* _WHAT TO DO_:
Rewrite the piece on wage theft in Qatar from "The report mentions" down to "justice in Qatar.", putting "the rights group" wherever "Human Rights Watch" appears.

* _EXCERPT TO READ_:
In a comprehensive report on wage theft in Qatar, Human Rights Watch highlights the scale of violations and the ineffectiveness of the Wage Protection System (WPS) and justice mechanisms in holding employers responsible.

The report, How Can We Work Without Wages?’: Salary Abuses Facing Migrant Workers Ahead of Qatar’s FIFA World Cup 2022, in which 93 workers were interviewed said:

Fifty-nine workers said their wages had been delayed, withheld, or not paid; 9 workers said they had not been paid because employers said they didn’t have enough clients; 55 said they weren’t paid for overtime even though they worked more than 10 hours a day; and 13 said their employers had replaced their original employment contract with one favoring employers. Twenty said they didn’t receive mandatory end-of-service benefits; and 12 said employers made arbitrary deductions from their salaries.

HRW also underscores the progressive delays in salaries, which invariably results in total non-payment, as an indicator of how businesses manoeuver the WPS to their advantage.

The report mentions that “Wage abuses are also driven by deceptive recruitment practices both in Qatar and in the workers’ home countries that require them to pay between about US$700 and $2,600 to secure jobs in Qatar. By the time workers arrive in Qatar, they are already indebted and trapped in jobs that often pay less than promised. Human Rights Watch found that 72 of the workers interviewed had taken loans to pay recruitment fees. Business practices, including the so-called “pay when paid” clause, worsen the wage abuse. These practices allow subcontractors that have not been paid to delay payments to workers.”

Worker testimonies demonstrate the difficulties they face in accessing justice in Qatar.

“Since August 2019, I have been waiting for money,” said a 34-year-old engineer who went to labor court over 7 months of unpaid wages and who has been borrowing money from friends in Qatar to send to his family in Nepal. He first went to court a year ago and is still waiting for his payments: “I am starving since I don’t even have money for food. How will I pay back my loans if I don’t get my salary [through the legal process]? Sometimes I think suicide is my only option.”

The report also carries the first-person account of a Kenyan worker struggling to recoup his wages, which can be read here.

“My workmates encourage me when I am at my lowest points. We understand the systematic challenges workers experience daily. The government talks about reforming labor laws but most of it feels like it is only on paper. People on the ground are really suffering and rogue employers are getting away with gross injustices. The class division is stark in Qatar. The country is one of the richest in the world, but it was built and continues to run on the fuel of its migrants. The exploitation and oppression have taken a mental and physical toll on us, but the resolve to improve our lives keeps us going.”

 Some of the recommendations put forward include:

  • Amend the labour law to guarantee workers’ right to strike, free association and collective bargaining, including for migrant workers and domestic workers.
  • Amend the labor law to include domestic workers [and ensure they] receive the same protections as other workers.
  • Amend article 8 of Law no. 21 of 2015 regulating the entry and exit of expatriates and their residence to ensure that the employee is not entirely dependent on the recruiter for a residency permit; and remove the language in article 8 providing the exception of in cases where the worker requests in writing that the employer keep their passport, thus ensuring that workers do not have to hand over their passports to employers in any case whatsoever. 
  • Decriminalize the act of “absconding” by amending article 11 of Law No. 4 of 2009. The employer should no longer be allowed or required to file a case of “absconding” when a migrant worker chooses to leave their employment. Employers who have placed false “absconding” charges should be denied from sponsoring visas for more migrant workers. Repeal provisions from the Sponsorship Law that penalize those who shelter “absconding” workers. 
  • Introduce and pass prompt payment legislation requiring all public-sector clients to pay the principal contractor within 30 days of the valuation date. Include a requirement that interest is made compulsory and automatic on late payment.

* _PROVIDED MATERIAL_:
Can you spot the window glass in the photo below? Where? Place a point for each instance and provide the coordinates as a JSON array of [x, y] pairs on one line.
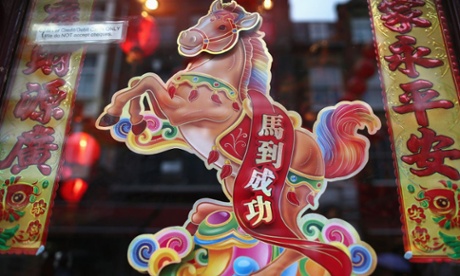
[[322, 53]]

* _RESULT OF THIS TASK_:
The report mentions that “Wage abuses are also driven by deceptive recruitment practices both in Qatar and in the workers’ home countries that require them to pay between about US$700 and $2,600 to secure jobs in Qatar. By the time workers arrive in Qatar, they are already indebted and trapped in jobs that often pay less than promised. the rights group found that 72 of the workers interviewed had taken loans to pay recruitment fees. Business practices, including the so-called “pay when paid” clause, worsen the wage abuse. These practices allow subcontractors that have not been paid to delay payments to workers.”

Worker testimonies demonstrate the difficulties they face in accessing justice in Qatar.